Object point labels

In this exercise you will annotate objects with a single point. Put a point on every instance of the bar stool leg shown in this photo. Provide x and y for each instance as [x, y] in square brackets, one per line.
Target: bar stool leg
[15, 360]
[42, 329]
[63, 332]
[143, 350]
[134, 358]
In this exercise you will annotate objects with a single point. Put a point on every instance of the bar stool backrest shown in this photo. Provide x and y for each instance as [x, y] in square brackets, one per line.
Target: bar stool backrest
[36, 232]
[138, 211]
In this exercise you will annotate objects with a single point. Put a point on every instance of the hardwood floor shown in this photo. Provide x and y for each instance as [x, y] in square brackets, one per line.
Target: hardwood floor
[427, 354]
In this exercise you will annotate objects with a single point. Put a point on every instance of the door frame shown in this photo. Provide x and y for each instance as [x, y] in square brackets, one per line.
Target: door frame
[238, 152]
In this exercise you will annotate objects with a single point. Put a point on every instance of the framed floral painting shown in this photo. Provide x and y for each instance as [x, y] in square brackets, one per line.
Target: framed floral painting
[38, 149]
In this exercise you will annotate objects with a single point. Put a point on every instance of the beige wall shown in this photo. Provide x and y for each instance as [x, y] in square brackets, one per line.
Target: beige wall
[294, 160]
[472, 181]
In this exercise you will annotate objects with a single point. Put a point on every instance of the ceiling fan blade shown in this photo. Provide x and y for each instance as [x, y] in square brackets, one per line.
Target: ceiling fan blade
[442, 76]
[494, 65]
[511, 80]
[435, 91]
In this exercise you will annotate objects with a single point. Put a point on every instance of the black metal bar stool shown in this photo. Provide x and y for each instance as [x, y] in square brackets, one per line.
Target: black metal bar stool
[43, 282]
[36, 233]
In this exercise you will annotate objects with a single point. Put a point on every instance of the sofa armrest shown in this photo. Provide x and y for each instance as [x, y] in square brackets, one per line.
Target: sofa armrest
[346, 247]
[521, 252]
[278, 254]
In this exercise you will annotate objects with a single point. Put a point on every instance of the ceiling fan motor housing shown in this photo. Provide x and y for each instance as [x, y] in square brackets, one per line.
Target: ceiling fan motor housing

• **PROBLEM TO WORK ON**: Rescale the entries from the line that has "of the sofa" through the end of the entries. Write those lines out again, requests included, with every point coordinate multiplied by 1.3 and rounded to a whole number, halves rounding up.

• **TASK OUTPUT**:
In this exercise you will annotate objects with a single point. Put a point on every instance of the sofa armrest shown in this photo. Provide x and y for each instance as [x, y] in square brackets, one per line.
Target: sofa armrest
[450, 321]
[677, 328]
[361, 330]
In this exercise you will annotate objects with a single point. Put a point on every instance of the ceiling fan motor housing shown in this photo. Provide x and y for each instance as [x, y] in square brackets, one per line.
Target: ceiling fan motor housing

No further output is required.